THE EXERCISE
Render the part of the rows that opens with the line containing "written like <point>172,87</point>." and runs through the end of the rows, both ends included, as a numbered list. Leave out any blank lines.

----

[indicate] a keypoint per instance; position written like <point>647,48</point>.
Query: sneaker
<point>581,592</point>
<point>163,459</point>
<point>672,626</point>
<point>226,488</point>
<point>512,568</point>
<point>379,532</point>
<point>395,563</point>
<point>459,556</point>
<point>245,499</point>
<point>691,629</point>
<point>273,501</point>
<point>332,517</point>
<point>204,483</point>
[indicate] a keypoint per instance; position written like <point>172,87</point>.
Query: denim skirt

----

SOLUTION
1. [indicate] a keypoint per instance; position written like <point>172,87</point>.
2. Query: denim skirt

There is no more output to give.